» **Consignes de travail**
Rassemblez, en les recopiant, toutes les lignes des items qui contiennent le mot « yellow ». Tenez compte des majuscules et des minuscules.

» **Données fournies**
------------------------------

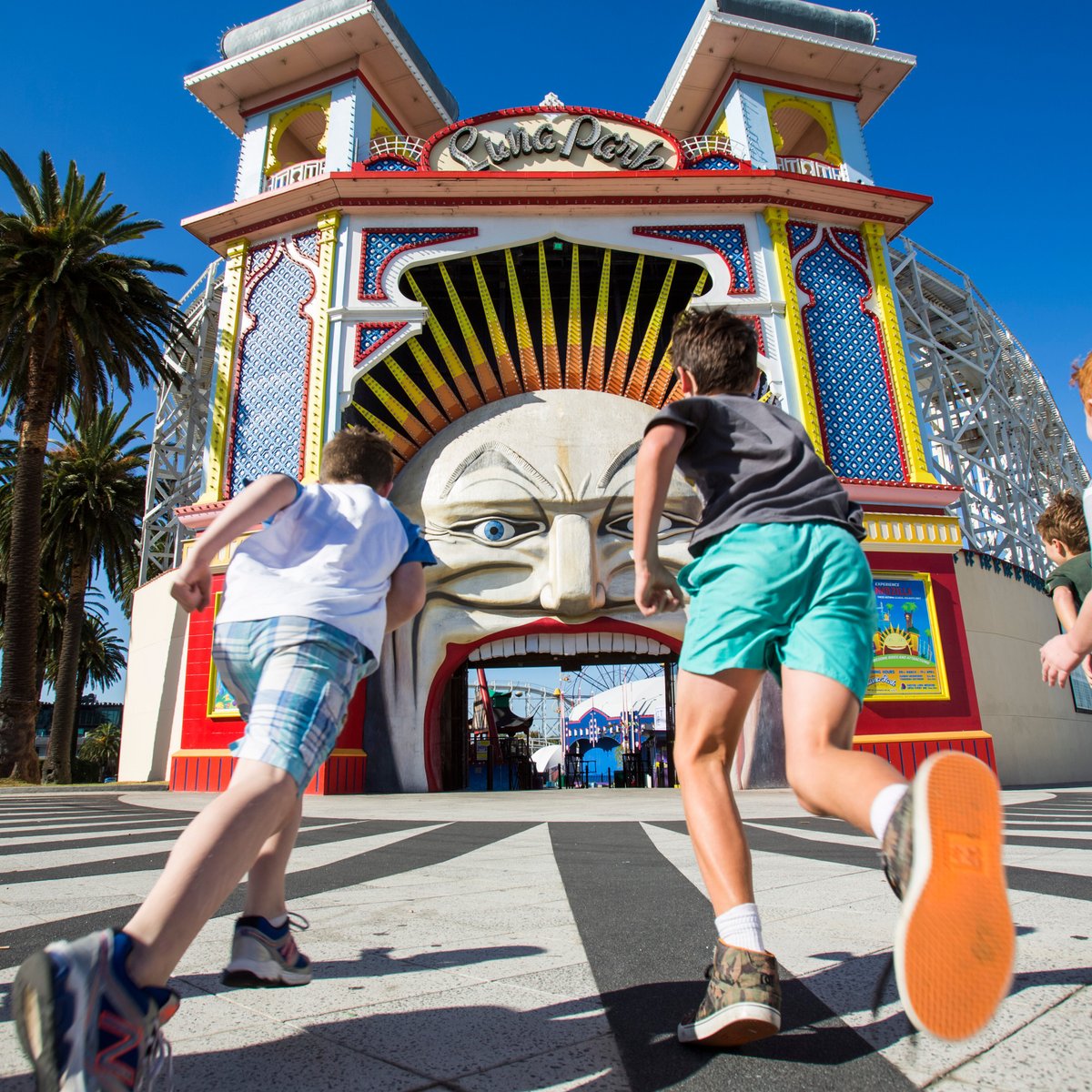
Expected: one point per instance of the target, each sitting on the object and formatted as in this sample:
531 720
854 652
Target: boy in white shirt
307 602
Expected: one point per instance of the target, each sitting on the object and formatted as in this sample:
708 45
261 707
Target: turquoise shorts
765 595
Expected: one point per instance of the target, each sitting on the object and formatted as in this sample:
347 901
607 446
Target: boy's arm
261 500
407 594
655 588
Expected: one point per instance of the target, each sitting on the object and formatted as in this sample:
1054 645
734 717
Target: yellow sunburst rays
450 405
663 387
402 447
551 359
616 377
529 364
573 343
483 371
639 379
598 352
468 392
509 377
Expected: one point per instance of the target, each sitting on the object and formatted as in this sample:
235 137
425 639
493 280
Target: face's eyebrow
621 460
495 454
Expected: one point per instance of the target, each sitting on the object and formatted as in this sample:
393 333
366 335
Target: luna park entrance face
602 719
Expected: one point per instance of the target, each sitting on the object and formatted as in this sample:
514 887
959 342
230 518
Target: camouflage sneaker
943 857
742 1003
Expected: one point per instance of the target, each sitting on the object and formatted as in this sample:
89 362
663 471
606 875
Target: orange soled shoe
742 1002
955 940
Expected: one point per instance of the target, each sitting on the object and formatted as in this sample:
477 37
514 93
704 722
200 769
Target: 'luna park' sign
547 141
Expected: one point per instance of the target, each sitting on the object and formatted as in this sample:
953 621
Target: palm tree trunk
58 762
19 703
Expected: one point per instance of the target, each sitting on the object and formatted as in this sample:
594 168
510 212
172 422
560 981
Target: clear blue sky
991 124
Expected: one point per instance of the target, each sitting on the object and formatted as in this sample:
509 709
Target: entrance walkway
551 940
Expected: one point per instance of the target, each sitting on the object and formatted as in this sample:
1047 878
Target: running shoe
742 1002
85 1025
955 942
265 955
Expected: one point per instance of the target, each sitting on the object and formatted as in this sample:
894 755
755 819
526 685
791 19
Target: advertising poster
907 662
221 703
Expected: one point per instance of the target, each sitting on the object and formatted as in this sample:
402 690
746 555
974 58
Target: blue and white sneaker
265 955
85 1025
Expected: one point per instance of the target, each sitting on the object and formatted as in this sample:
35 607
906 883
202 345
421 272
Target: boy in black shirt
780 583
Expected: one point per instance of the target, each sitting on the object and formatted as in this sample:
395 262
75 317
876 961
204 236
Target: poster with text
222 703
907 661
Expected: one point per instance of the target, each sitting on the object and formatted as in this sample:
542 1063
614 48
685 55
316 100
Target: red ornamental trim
663 233
522 112
757 200
818 235
391 328
447 235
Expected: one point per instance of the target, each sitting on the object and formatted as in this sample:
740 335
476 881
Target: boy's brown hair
1082 379
718 349
358 456
1064 520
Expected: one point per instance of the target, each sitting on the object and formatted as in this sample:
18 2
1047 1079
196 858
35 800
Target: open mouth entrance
560 707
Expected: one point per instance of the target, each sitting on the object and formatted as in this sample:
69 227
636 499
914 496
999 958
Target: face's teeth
569 644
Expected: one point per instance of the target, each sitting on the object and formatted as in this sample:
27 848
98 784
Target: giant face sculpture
528 505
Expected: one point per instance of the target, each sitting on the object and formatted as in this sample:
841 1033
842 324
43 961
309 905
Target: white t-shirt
329 555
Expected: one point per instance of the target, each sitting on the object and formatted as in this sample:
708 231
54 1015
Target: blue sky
989 124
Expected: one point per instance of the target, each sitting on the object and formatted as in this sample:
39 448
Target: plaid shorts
293 678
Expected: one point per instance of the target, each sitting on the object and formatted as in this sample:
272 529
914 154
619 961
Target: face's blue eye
494 531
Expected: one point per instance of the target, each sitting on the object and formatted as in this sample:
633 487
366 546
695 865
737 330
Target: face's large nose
573 587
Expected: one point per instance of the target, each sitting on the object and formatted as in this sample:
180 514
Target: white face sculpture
528 505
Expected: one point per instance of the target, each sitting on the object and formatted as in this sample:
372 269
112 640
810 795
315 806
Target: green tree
77 319
103 746
94 498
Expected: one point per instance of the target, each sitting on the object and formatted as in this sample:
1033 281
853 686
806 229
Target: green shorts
770 594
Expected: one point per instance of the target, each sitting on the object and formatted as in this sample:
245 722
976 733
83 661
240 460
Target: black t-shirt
753 463
1076 574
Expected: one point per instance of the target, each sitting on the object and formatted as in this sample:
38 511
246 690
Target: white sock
887 801
741 927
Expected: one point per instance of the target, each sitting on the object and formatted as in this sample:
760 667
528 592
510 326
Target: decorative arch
817 110
282 121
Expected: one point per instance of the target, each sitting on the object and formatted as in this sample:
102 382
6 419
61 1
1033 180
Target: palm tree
77 319
103 746
94 487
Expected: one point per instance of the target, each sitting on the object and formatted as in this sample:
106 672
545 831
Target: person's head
1062 528
1082 380
359 456
714 353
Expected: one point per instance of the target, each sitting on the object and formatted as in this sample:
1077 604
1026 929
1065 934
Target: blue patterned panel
270 399
380 245
390 165
729 240
714 163
847 359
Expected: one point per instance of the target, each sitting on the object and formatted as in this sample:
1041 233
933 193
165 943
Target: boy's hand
1058 660
656 590
192 585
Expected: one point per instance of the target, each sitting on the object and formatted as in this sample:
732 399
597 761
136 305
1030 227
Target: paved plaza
551 940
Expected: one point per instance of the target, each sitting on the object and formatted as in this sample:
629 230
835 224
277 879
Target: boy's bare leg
266 882
710 713
828 779
213 854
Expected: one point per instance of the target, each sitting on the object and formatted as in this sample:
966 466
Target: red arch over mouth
457 654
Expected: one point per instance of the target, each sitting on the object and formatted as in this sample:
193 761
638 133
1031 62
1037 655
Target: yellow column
319 364
905 398
225 361
776 218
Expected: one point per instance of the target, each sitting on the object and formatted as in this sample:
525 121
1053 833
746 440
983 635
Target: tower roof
776 41
290 48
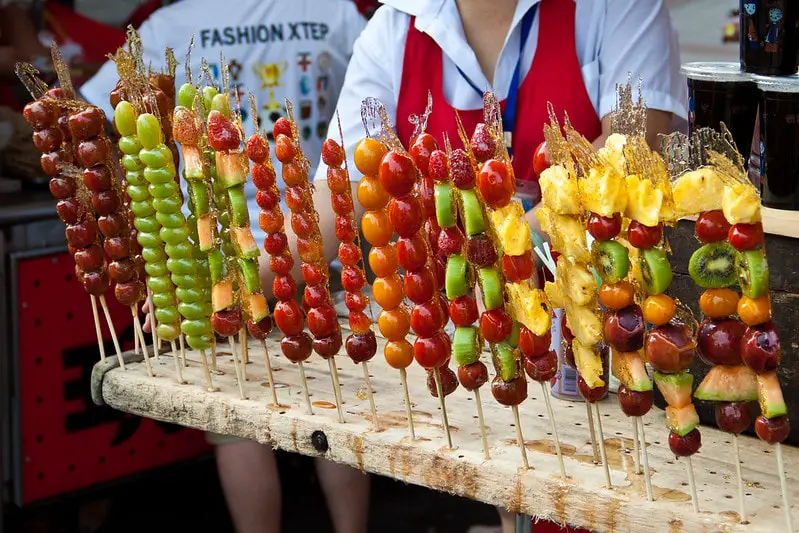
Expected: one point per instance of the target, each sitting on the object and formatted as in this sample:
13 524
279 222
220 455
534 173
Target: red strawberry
222 133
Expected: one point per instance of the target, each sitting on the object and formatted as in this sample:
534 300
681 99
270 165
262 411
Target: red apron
555 64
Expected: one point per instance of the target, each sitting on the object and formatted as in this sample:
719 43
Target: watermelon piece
675 388
728 384
772 404
681 420
629 368
222 295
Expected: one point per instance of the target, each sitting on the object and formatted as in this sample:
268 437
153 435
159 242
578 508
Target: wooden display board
581 500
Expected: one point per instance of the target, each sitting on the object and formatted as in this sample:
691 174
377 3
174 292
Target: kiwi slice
445 206
713 265
491 285
464 346
655 270
474 223
249 270
238 207
752 269
505 361
610 260
456 281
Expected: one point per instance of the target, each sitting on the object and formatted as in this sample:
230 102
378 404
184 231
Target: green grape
186 95
149 131
167 315
138 193
125 118
157 268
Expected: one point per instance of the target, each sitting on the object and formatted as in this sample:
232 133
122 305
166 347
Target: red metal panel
67 442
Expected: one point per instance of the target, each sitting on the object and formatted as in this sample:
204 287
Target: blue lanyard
509 115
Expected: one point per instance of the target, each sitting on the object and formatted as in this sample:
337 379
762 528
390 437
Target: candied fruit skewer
52 138
467 344
387 288
322 316
399 175
360 347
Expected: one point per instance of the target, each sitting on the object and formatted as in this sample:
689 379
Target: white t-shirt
297 49
613 38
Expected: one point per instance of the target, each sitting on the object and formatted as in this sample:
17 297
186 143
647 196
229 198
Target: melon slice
629 368
681 420
675 388
222 295
772 404
728 384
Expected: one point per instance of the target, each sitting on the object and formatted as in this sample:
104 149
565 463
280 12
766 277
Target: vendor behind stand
571 53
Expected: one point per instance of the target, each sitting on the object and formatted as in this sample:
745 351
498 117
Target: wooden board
581 500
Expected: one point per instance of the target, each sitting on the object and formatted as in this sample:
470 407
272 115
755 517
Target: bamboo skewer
336 388
554 429
483 434
645 455
239 378
408 408
371 396
786 499
741 502
100 342
269 375
602 451
520 436
114 338
444 418
178 365
305 388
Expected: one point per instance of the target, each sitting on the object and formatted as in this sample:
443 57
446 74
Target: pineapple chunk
578 283
603 193
584 324
529 306
643 201
566 233
697 191
511 228
559 191
589 364
741 204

------------------------------

» **Réponse complète**
Target: yellow sunburst rays
Target: yellow column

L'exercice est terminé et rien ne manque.